Quoted text:

^^^^^^^^

Then the conversation always turns to sustainability and recycling… but what drives me is that the world is a place for all life, not just humans.

2: Why do you love Natural Resource Management?  

I suppose I've always been concerned, even from a young age. I started an environment club when I was in, like, grade four, in the 80s. We made little badges with a whale on it and stuff. And so I've always been really keen- my interests are in the way that people relate to the environment. I think that's because that's really all that we can look after. 

I think content like David Attenborough related documentaries, are worrying to me because people are often absent from the story. I think the most important thing is how we relate to other species in the environment, our environment, and Natural Resource Management is integral to that. How we meet our basic needs and do it in a way that is sensitive, and I guess can be a good thing for the environment, not just taking, that we can give back as well.

3: Why did you choose to work in the environmental space?

All the way through school I wanted to be a doctor.

^^^^^^^^

Extracted data:
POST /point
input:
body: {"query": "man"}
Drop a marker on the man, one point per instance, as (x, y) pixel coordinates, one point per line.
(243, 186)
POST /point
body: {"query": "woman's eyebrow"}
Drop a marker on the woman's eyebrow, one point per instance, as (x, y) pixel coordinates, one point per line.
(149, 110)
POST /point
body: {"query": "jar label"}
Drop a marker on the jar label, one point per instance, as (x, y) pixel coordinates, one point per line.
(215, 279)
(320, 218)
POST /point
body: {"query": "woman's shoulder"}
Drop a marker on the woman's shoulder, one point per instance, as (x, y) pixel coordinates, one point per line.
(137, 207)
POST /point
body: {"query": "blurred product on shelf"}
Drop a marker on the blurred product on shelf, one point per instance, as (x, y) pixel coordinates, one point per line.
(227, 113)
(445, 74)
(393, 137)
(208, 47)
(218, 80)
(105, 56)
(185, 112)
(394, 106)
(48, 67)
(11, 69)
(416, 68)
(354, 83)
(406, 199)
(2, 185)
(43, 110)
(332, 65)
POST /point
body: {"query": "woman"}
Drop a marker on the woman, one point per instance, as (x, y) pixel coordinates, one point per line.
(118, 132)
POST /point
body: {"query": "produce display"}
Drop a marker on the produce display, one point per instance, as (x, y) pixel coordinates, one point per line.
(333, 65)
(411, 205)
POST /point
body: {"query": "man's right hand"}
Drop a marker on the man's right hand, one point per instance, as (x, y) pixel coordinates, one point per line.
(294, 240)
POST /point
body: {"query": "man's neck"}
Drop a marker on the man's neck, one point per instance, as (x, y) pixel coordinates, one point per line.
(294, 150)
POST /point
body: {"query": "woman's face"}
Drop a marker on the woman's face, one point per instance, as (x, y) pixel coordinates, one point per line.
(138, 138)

^^^^^^^^

Work to be completed:
Resume the interview about natural resource management, picking up right after its final sentence.

Reply to the exercise:
But at the end of grade 12, when I was thinking about what I was going to do, I read James Lovelock’s Gaia theory books, and there was a quote that says “What the world really needs now is planetary doctors”. I was like, oh, that sounds cool. Planetary doctor. Having been an academic for a long time and teaching lots of young people, I can recognised that career trajectories are a mix between just chance and direction.

4: What are you most passionate about?

I'm also studying philosophy of science and environmental ethics. I'm really passionate about the way that science gets used in decision making. So that good science is used in decision making, but not that science is the answer to everything, that science sits alongside other value systems and spiritual beliefs and is respectful of traditional ecological knowledge.

I think sometimes people expect too much of ecological science, like they think that it's got all the answers and will tell us what to do. I'm really passionate about good ecological science but in its right place, if that makes sense.

I think aesthetic values in the environment and just how the environment makes us feel, all those things are important to that ecology doesn't swallow all of that up.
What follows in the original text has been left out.